RAW RECORDS »

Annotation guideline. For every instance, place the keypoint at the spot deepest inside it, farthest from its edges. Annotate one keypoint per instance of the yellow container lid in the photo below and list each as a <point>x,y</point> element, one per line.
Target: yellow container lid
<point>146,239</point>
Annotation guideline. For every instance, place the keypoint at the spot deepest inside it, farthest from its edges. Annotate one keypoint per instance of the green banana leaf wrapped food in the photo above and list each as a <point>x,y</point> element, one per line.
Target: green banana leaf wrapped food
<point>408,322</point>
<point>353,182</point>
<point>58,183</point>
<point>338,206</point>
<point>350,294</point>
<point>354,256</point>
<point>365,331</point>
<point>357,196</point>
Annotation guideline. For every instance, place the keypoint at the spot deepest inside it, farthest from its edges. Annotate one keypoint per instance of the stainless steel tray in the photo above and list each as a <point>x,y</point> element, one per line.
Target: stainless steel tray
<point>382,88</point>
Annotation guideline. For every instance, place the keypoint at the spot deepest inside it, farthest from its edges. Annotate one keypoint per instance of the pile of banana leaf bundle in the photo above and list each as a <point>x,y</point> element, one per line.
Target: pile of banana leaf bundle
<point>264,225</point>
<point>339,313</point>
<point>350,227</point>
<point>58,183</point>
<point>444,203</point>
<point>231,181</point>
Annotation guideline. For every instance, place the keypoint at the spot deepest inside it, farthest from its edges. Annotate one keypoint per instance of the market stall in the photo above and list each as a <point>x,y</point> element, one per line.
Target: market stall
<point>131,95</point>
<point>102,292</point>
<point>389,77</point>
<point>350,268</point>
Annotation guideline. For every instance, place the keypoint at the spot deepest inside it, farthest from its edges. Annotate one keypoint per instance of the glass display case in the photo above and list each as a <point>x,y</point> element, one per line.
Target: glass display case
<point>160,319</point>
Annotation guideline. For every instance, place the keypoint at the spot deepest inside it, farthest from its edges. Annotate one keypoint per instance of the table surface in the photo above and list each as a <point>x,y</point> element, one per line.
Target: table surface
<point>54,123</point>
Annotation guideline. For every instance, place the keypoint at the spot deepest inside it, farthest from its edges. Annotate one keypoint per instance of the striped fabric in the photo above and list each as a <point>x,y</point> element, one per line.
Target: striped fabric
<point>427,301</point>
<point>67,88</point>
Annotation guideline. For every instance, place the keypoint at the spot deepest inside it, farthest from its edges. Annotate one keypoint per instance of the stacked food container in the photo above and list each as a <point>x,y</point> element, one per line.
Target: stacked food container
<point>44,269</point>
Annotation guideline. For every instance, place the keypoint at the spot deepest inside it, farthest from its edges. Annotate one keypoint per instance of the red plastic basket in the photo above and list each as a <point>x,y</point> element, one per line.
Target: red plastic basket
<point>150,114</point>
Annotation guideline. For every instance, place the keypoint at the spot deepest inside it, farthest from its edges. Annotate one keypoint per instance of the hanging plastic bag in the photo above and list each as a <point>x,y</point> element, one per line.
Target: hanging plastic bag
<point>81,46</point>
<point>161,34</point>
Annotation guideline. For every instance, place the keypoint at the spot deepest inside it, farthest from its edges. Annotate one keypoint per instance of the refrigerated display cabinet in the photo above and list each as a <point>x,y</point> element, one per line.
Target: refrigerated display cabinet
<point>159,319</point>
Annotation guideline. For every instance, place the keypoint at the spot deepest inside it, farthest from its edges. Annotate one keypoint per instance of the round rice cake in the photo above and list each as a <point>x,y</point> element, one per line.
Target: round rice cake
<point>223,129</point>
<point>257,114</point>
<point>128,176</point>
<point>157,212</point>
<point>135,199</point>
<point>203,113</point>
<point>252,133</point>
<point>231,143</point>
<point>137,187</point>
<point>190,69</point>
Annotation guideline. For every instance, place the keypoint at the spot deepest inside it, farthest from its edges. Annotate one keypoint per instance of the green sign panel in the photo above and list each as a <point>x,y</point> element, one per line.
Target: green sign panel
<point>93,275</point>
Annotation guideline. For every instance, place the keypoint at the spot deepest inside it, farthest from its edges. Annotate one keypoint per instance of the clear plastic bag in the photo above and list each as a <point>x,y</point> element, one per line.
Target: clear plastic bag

REQUIRED WORK » Write out every line above verbatim, changing nothing.

RESULT BELOW »
Annotation guideline. For every instance, place the keypoint at the spot deepest inside it, farthest from its edges. Annotate one keypoint per instance of the yellow container lid in the photo below and list each as a <point>x,y</point> element, one per line.
Target: yellow container lid
<point>146,239</point>
Annotation guideline. For every instance, place the keypoint at the spot deepest inside it, farthest from its edges. Annotate one keypoint per instance of the green banana leaf wrapped food in the photo above and list each as a <point>x,y</point> element, one per line.
Target: green banana leaf wrapped food
<point>408,322</point>
<point>353,182</point>
<point>58,183</point>
<point>338,206</point>
<point>350,294</point>
<point>354,256</point>
<point>365,331</point>
<point>357,196</point>
Annotation guideline. For every instance, place the keypoint at the spot deepest inside it, farthest from its edges. Annotate one keypoint per instance of the stainless steel tray in the photo above and list each as a <point>x,y</point> element, one per line.
Target: stainless steel tray
<point>382,88</point>
Annotation guideline. For every instance, place the keypoint at the spot deepest inside it, farthest from its edges. Annotate one keypoint per instance of the pile of banana leaf bundle in the photo above and list each as a <point>x,y</point> element, one per line.
Target: pile of banana leaf bundle
<point>264,225</point>
<point>339,313</point>
<point>350,227</point>
<point>58,183</point>
<point>444,203</point>
<point>231,181</point>
Annotation guideline. For every instance, place the keypoint at the spot deepest inside it, farthest from its edges. Annotate one keypoint per instance of the market stall in the photo above and list each as a <point>x,y</point> element, one per line.
Target: market stall
<point>131,95</point>
<point>102,292</point>
<point>389,77</point>
<point>350,268</point>
Annotation guideline. For every instance, place the keypoint at the spot deepest inside it, farthest from its edges. Annotate one keypoint per instance of the glass display case in the photo above and list each as a <point>x,y</point> element, one per line.
Target: glass display case
<point>160,319</point>
Annotation guideline. For every instance, place the keypoint at the spot deepest inside it, farthest from its edges. Annotate one keypoint per instance of the table surface in the photo above and list each as a <point>x,y</point> element, one per line.
Target: table surface
<point>54,123</point>
Annotation guideline. For every instance, place the keypoint at the spot deepest inside it, farthest from its edges. Annotate one keypoint per instance of the striped fabric in the photo above and list each as a <point>x,y</point> element, one per line.
Target: striped fabric
<point>427,301</point>
<point>67,88</point>
Annotation guideline. For every instance, place the keypoint at the spot deepest inside it, farthest from its edges. Annotate one keypoint per instance of the stacked food container in the photo above and list each as a <point>x,y</point> element, one per line.
Target: stacked food container
<point>44,269</point>
Annotation guideline. For every instance, place the keypoint at the spot deepest inside it, farthest from its edges. Annotate one keypoint per instance of the red plastic basket in the photo above and list each as a <point>x,y</point> element, one per line.
Target: red plastic basket
<point>150,114</point>
Annotation guideline. For every instance, place the keypoint at the spot deepest inside it, farthest from its edges. Annotate one keypoint per instance of the hanging plastic bag in the photo above and list each as a <point>x,y</point> element, one per line.
Target: hanging plastic bag
<point>81,46</point>
<point>161,34</point>
Annotation guideline. For every instance, place the keypoint at the spot deepest inside it, farthest from its edges. Annotate one keypoint per instance of the refrigerated display cabinet in the photo above and list each as a <point>x,y</point> element, one per line.
Target: refrigerated display cabinet
<point>159,319</point>
Annotation guideline. For every instance, place the keypoint at the spot deepest inside it, farthest from its edges. Annotate one keypoint per instance of the round rice cake in the photo above and list each as a <point>x,y</point> element, one per line.
Target: round rice cake
<point>223,129</point>
<point>257,114</point>
<point>128,176</point>
<point>157,212</point>
<point>135,199</point>
<point>203,113</point>
<point>252,133</point>
<point>231,143</point>
<point>137,187</point>
<point>190,69</point>
Annotation guideline. For every instance, place the keypoint at the spot deepest inside it, farthest from its edges. Annotate one keypoint per instance of the green sign panel in the photo above and list each as a <point>x,y</point> element, one per line.
Target: green sign panel
<point>93,275</point>
Annotation guideline. For every instance, place the keypoint at the spot deepest inside it, farthest from its edges. Annotate one keypoint per instance of the clear plastic bag in the photo above and list each as a <point>x,y</point> element, one per line.
Target: clear plastic bag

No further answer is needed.